◆ Assigned task: Output the line containing "grassy slope in the photograph above." exactly. Do the same for every line after it through the end of the material, and output nothing else.

===== Records shown

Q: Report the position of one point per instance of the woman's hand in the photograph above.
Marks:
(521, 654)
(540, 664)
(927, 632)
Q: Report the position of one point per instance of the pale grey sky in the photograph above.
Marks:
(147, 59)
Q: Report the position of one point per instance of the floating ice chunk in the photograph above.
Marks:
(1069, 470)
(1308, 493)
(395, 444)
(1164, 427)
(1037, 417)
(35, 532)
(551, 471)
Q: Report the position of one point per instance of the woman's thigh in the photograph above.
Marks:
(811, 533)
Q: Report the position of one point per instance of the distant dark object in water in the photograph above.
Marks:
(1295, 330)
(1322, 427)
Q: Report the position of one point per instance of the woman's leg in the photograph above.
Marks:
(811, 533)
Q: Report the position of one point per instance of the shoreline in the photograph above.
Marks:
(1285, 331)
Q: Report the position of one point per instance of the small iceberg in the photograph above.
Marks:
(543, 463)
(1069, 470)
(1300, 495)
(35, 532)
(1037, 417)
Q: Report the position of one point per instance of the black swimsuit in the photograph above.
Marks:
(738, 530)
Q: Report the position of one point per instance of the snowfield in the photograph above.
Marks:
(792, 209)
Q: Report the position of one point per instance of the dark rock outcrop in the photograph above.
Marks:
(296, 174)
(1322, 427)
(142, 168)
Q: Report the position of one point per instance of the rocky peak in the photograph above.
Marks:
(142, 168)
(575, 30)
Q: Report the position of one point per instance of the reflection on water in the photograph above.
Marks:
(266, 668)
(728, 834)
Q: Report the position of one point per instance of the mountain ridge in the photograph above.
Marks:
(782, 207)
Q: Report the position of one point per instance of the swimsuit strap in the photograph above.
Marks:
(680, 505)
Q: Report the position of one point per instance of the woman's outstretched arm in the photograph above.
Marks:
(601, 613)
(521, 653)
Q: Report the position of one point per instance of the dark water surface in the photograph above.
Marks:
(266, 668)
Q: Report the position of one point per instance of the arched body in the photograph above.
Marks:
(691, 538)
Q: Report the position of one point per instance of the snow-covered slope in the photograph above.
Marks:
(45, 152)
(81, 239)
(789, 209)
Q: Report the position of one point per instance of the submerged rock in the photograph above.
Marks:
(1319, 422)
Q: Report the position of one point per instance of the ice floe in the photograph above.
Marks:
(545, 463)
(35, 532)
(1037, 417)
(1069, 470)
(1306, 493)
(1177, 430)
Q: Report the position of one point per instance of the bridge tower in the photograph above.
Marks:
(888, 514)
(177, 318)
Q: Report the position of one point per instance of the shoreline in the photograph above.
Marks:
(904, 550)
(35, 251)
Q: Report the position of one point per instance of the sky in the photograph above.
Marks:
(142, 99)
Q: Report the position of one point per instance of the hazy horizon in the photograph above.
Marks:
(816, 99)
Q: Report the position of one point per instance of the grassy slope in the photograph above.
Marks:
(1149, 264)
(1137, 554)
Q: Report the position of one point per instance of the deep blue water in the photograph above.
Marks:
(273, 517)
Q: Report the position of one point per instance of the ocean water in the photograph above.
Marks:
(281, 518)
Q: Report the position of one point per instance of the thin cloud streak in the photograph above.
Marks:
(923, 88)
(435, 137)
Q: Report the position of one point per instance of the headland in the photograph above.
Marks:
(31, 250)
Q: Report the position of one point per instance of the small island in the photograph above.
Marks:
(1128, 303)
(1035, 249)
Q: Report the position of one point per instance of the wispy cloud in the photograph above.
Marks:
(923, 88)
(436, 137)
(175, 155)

==========

◆ Task response:
Q: Report the position of one point per instance of the grassy slope in the photograph above.
Marks:
(1149, 264)
(1137, 554)
Q: Report the position of one point per instance of the deep blue water in the photograph above.
Marks:
(273, 517)
Q: Report the position of one point per instance of the ocean water in the photograph above.
Marks:
(281, 518)
Q: Report the position of one point per instance of the thin cloud streak in the photograph above.
Marks:
(923, 88)
(435, 137)
Q: Report the position of one point per instance of the headland in the photograph above.
Marks:
(31, 250)
Q: Report the position of one point per instance of the small island in the photograph above.
Marks:
(1128, 303)
(1035, 249)
Q: Report the position of one point per instance of the wispy cloud in the photograph above.
Marks:
(923, 88)
(436, 137)
(175, 155)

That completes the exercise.